(Entries from a point annotation set)
-- START --

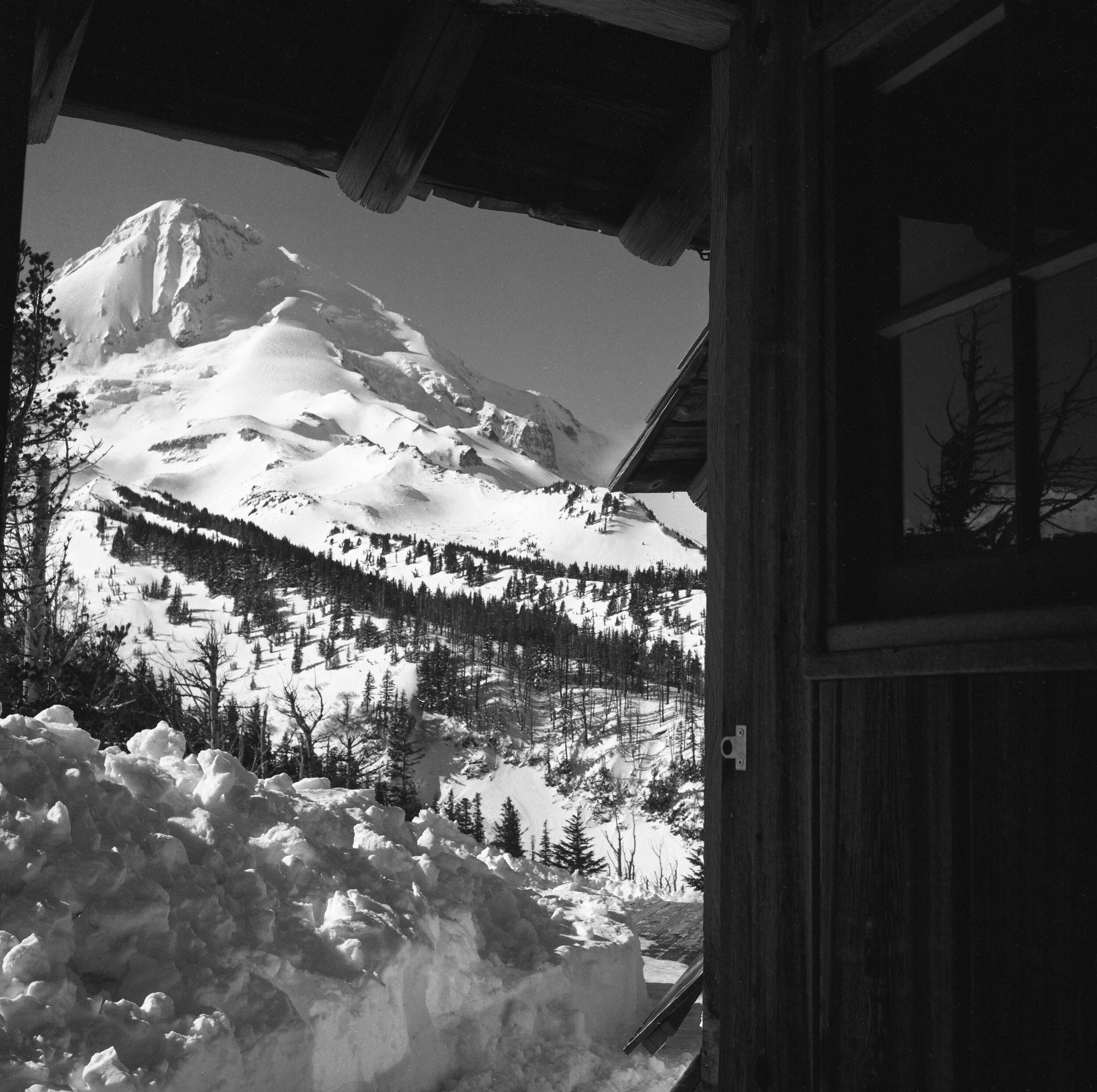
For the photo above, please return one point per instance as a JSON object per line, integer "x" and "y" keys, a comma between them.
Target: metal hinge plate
{"x": 735, "y": 747}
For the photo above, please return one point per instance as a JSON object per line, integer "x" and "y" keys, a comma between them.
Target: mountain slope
{"x": 232, "y": 374}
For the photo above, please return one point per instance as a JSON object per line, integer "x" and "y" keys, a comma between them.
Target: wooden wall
{"x": 957, "y": 895}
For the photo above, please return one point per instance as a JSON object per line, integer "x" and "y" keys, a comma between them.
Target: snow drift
{"x": 172, "y": 922}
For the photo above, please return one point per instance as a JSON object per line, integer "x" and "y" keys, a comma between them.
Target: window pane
{"x": 934, "y": 256}
{"x": 1067, "y": 333}
{"x": 958, "y": 429}
{"x": 1058, "y": 135}
{"x": 950, "y": 166}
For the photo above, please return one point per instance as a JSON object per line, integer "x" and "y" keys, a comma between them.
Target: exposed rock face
{"x": 530, "y": 438}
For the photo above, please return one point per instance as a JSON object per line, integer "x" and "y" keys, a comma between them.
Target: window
{"x": 964, "y": 306}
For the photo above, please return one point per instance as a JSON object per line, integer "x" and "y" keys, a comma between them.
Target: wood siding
{"x": 958, "y": 883}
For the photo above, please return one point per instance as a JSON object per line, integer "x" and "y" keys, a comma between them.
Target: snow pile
{"x": 170, "y": 922}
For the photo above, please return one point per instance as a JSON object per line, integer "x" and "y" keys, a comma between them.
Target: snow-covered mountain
{"x": 232, "y": 374}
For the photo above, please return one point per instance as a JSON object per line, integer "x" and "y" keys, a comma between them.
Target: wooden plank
{"x": 892, "y": 883}
{"x": 17, "y": 64}
{"x": 314, "y": 161}
{"x": 407, "y": 113}
{"x": 705, "y": 25}
{"x": 1034, "y": 883}
{"x": 758, "y": 931}
{"x": 977, "y": 658}
{"x": 690, "y": 370}
{"x": 1065, "y": 621}
{"x": 56, "y": 47}
{"x": 866, "y": 27}
{"x": 676, "y": 202}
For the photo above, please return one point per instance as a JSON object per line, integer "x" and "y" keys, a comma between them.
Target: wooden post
{"x": 17, "y": 62}
{"x": 760, "y": 1011}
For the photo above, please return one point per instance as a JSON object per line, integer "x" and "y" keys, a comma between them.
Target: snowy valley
{"x": 395, "y": 709}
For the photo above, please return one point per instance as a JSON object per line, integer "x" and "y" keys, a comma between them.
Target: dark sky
{"x": 564, "y": 312}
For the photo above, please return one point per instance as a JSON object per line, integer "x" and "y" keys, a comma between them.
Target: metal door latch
{"x": 735, "y": 747}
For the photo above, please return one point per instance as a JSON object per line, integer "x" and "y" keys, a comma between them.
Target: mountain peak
{"x": 221, "y": 368}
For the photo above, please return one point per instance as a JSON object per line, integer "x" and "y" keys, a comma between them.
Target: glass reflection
{"x": 958, "y": 429}
{"x": 935, "y": 255}
{"x": 1067, "y": 338}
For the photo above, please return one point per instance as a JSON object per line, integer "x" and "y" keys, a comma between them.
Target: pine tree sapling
{"x": 477, "y": 830}
{"x": 508, "y": 831}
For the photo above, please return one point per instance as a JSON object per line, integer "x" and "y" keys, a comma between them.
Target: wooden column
{"x": 760, "y": 1010}
{"x": 17, "y": 61}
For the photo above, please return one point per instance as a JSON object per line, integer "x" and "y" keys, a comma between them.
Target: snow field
{"x": 174, "y": 923}
{"x": 659, "y": 856}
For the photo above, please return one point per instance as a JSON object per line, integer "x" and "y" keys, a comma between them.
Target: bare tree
{"x": 204, "y": 679}
{"x": 1068, "y": 479}
{"x": 348, "y": 727}
{"x": 971, "y": 494}
{"x": 304, "y": 719}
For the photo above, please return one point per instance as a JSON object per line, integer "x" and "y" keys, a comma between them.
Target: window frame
{"x": 1004, "y": 617}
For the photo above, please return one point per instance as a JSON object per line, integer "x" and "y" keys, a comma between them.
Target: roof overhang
{"x": 672, "y": 453}
{"x": 586, "y": 113}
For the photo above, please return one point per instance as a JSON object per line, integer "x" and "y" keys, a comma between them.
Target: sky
{"x": 567, "y": 313}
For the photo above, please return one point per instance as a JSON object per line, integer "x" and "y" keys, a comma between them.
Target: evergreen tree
{"x": 402, "y": 758}
{"x": 508, "y": 831}
{"x": 464, "y": 818}
{"x": 121, "y": 547}
{"x": 477, "y": 819}
{"x": 547, "y": 853}
{"x": 696, "y": 880}
{"x": 574, "y": 851}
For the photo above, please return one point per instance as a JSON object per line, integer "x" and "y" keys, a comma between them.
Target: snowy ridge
{"x": 232, "y": 374}
{"x": 174, "y": 923}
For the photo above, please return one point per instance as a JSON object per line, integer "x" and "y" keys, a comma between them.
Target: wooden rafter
{"x": 407, "y": 113}
{"x": 57, "y": 42}
{"x": 676, "y": 202}
{"x": 705, "y": 25}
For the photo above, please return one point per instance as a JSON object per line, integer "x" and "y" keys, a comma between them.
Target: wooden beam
{"x": 705, "y": 25}
{"x": 314, "y": 161}
{"x": 866, "y": 27}
{"x": 413, "y": 102}
{"x": 17, "y": 64}
{"x": 56, "y": 47}
{"x": 676, "y": 202}
{"x": 758, "y": 933}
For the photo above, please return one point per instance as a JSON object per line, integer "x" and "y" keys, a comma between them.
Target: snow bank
{"x": 170, "y": 922}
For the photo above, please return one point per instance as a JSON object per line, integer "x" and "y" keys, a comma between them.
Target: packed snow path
{"x": 172, "y": 923}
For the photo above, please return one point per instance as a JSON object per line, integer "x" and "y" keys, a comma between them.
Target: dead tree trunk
{"x": 38, "y": 597}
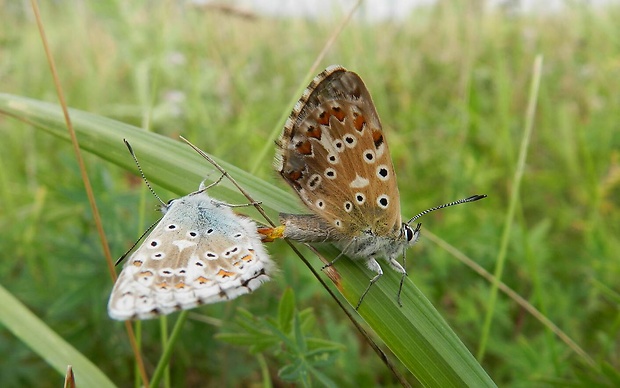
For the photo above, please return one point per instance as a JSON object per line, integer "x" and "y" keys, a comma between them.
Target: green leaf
{"x": 286, "y": 310}
{"x": 45, "y": 342}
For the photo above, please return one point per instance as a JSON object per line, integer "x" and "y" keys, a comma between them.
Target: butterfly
{"x": 334, "y": 155}
{"x": 200, "y": 252}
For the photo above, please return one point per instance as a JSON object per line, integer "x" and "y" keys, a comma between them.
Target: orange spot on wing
{"x": 304, "y": 148}
{"x": 338, "y": 113}
{"x": 271, "y": 234}
{"x": 162, "y": 286}
{"x": 324, "y": 118}
{"x": 314, "y": 132}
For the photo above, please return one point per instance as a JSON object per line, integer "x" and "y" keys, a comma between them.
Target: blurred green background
{"x": 451, "y": 84}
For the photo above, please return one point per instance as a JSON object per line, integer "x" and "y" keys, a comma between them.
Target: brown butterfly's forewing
{"x": 334, "y": 154}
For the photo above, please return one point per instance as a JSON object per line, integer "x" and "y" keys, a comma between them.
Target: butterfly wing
{"x": 333, "y": 153}
{"x": 199, "y": 253}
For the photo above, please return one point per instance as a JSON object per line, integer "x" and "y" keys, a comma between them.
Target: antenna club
{"x": 460, "y": 201}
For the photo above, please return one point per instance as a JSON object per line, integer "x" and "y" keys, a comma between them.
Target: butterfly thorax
{"x": 367, "y": 243}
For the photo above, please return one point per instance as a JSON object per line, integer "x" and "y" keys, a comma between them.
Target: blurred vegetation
{"x": 450, "y": 82}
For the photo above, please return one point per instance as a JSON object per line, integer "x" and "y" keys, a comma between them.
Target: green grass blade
{"x": 415, "y": 333}
{"x": 47, "y": 344}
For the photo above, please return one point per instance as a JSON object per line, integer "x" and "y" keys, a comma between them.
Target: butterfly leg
{"x": 339, "y": 256}
{"x": 373, "y": 265}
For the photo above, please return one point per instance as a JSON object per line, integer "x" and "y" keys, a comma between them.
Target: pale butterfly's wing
{"x": 334, "y": 154}
{"x": 200, "y": 252}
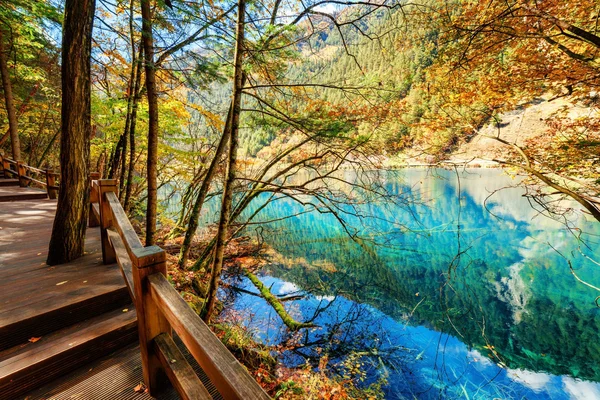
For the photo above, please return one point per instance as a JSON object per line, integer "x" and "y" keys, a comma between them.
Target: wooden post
{"x": 93, "y": 221}
{"x": 22, "y": 174}
{"x": 51, "y": 184}
{"x": 151, "y": 322}
{"x": 6, "y": 167}
{"x": 106, "y": 185}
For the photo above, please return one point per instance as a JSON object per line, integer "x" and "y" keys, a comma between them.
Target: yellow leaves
{"x": 140, "y": 388}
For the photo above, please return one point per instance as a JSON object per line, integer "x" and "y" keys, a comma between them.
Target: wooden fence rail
{"x": 161, "y": 310}
{"x": 28, "y": 175}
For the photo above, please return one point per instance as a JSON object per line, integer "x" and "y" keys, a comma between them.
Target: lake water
{"x": 458, "y": 293}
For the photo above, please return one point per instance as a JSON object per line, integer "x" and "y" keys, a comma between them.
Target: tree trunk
{"x": 231, "y": 164}
{"x": 193, "y": 220}
{"x": 132, "y": 125}
{"x": 68, "y": 233}
{"x": 152, "y": 122}
{"x": 9, "y": 101}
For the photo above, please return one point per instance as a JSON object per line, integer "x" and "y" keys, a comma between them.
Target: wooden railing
{"x": 27, "y": 175}
{"x": 161, "y": 310}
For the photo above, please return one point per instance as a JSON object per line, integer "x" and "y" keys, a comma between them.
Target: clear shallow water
{"x": 454, "y": 300}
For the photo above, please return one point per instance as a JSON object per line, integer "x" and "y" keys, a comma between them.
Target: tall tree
{"x": 9, "y": 100}
{"x": 238, "y": 83}
{"x": 68, "y": 233}
{"x": 151, "y": 94}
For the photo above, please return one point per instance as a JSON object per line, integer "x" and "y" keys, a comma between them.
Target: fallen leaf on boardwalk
{"x": 140, "y": 388}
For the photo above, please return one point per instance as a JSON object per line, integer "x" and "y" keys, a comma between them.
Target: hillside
{"x": 524, "y": 123}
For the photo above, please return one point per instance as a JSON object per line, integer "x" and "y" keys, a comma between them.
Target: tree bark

-- END --

- OBJECTIVE: Locate each line above containing the string "snowy" and copy those lines out. Case counts.

- SOLUTION TO THE PROBLEM:
Target: snowy valley
Target: snowy ridge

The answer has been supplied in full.